#### TEXT FOR ANALYSIS ####

On Thursday, the Financial Times reported that Miro — a software company that lets teams and coworkers use shared, visual workspaces — is on the precipice of fetching an enormous valuation. It’s a testament to the enduring appeal of work-from-home tech, and the emerging metaverse.

White Hot Deal

When Andrey Khusid founded Miro in Russia in 2011, all he wanted was a virtual whiteboard so he could talk to clients of his design agency that weren’t in the room. The company, now jointly headquartered in San Francisco and Amsterdam, spent the last decade in modest growth, building out free and subscription-based software for teams to collaborate in shared, visual workspaces.

And then, of course, the pandemic happened. Working from home became an essential component of life for almost every white collar worker on the planet, and Miro had spent the last decade building software for that very purpose.

The company — which has 25 million users and 95% of Fortune 100 companies as clients — is now in talks with wealth investment firm Iconiq Capital for a $400 million round that would value Miro at $17 billion. Other investors have tabled offers that would value the company at $20 billion. It would be just the latest workplace collaboration startup to fetch a massive valuation:

  • In September, Australian design software company Canva raised $200 million that valued it at $40 billion, while competitor Figma raised $200 million at a $10 billion valuation in June.
  • Researchers at Gartner estimate visual collaboration software have received a 10-fold increase in interest in just the last 18 months.

The Bottom Line: Some startups prioritize scale, others profitability. Miro has no problem with both: the company is on track to make more than $300 million in annual recurring revenues this year, three times what it made in 2020, and as of last year was profitable.

####

# [EXERCISE AIM]
In the article on Miro's valuation, please turn the paragraph beginning "When Andrey Khusid founded Miro" into a short bulleted list that keeps its main facts. The entries have nothing to do with the article on Miro's valuation.

#### DATA PROVIDED ####

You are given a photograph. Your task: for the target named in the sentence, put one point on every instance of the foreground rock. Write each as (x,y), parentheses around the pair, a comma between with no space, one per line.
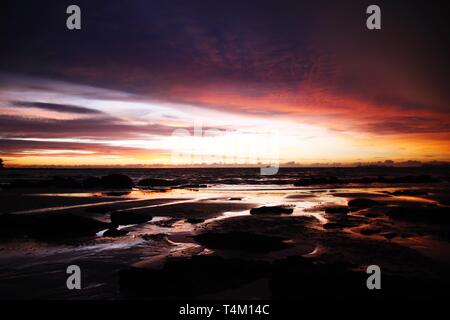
(129,217)
(272,210)
(361,203)
(195,220)
(154,182)
(190,277)
(116,181)
(429,215)
(241,241)
(337,210)
(49,226)
(114,233)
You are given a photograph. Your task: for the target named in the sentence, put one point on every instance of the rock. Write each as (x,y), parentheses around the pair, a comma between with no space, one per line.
(113,233)
(369,231)
(337,209)
(409,193)
(165,223)
(156,237)
(49,226)
(153,182)
(187,278)
(272,210)
(195,220)
(65,183)
(318,181)
(193,186)
(116,181)
(361,203)
(99,209)
(429,215)
(91,182)
(390,235)
(241,241)
(129,217)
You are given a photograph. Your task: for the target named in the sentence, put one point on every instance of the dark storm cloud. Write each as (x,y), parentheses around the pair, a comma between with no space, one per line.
(98,128)
(298,52)
(56,107)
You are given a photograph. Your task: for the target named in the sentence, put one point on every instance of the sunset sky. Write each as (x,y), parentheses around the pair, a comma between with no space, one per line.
(114,92)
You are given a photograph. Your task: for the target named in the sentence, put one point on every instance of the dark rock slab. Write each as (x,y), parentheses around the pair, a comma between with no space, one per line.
(114,233)
(272,210)
(422,214)
(48,226)
(337,210)
(190,277)
(241,241)
(116,181)
(361,203)
(129,217)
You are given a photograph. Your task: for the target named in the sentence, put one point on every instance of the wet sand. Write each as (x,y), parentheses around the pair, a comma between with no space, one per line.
(205,243)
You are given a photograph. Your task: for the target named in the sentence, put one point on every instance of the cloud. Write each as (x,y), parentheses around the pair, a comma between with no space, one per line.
(56,107)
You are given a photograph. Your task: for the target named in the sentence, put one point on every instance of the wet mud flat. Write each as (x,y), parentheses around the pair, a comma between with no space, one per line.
(227,241)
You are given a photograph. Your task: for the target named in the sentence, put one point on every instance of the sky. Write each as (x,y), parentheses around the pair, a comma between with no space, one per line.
(202,82)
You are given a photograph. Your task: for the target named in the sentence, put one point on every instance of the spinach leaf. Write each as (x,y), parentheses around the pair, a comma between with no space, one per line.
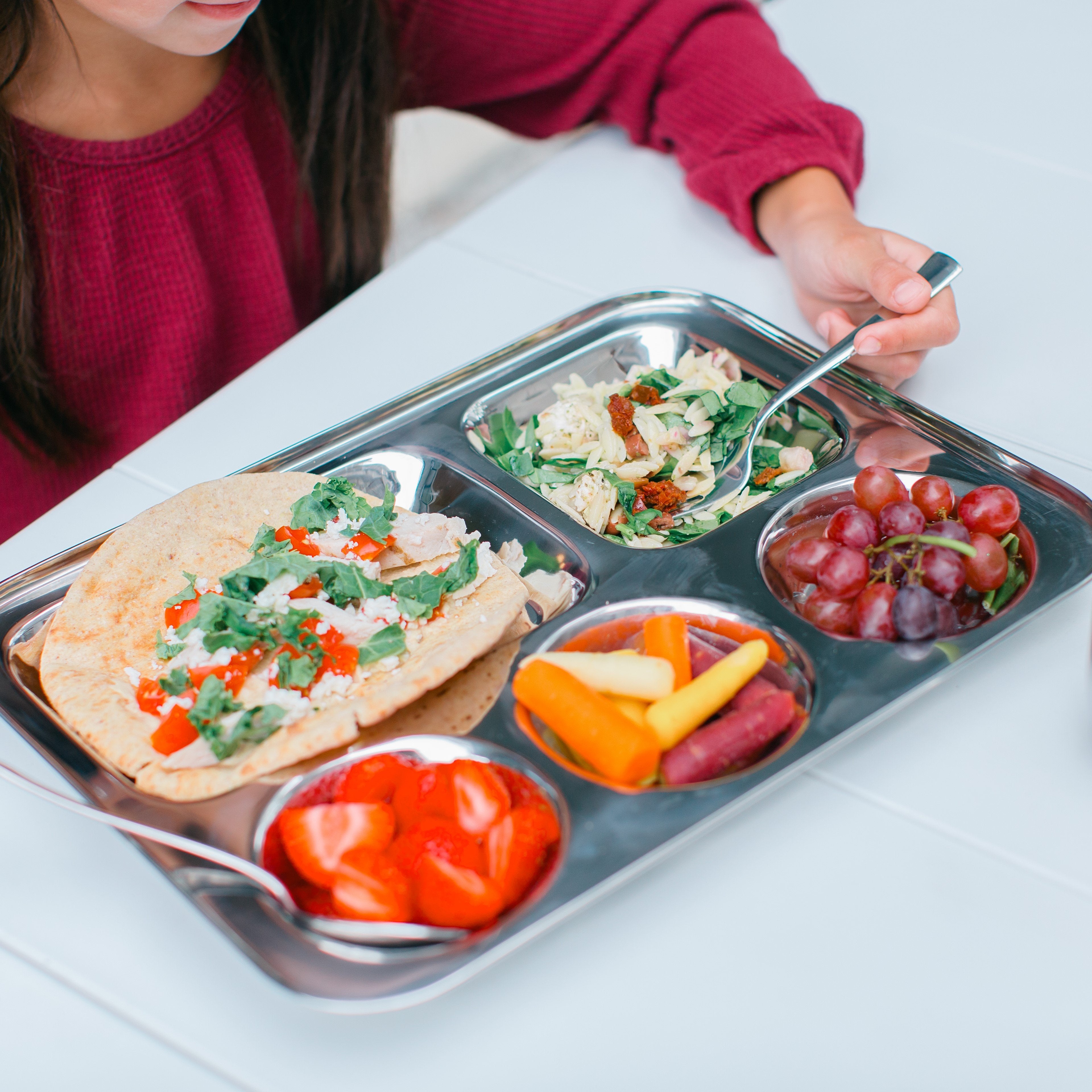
(748,392)
(253,728)
(165,651)
(538,559)
(389,642)
(213,702)
(186,593)
(176,683)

####

# [EXPECTED OUTPUT]
- Andrey Khusid founded Miro in Russia in 2011.
- He wanted a virtual whiteboard so he could talk to his design agency's clients who weren't in the room.
- Miro is now jointly headquartered in San Francisco and Amsterdam.
- For the last decade it grew modestly, building free and subscription-based software for teams to collaborate in shared, visual workspaces.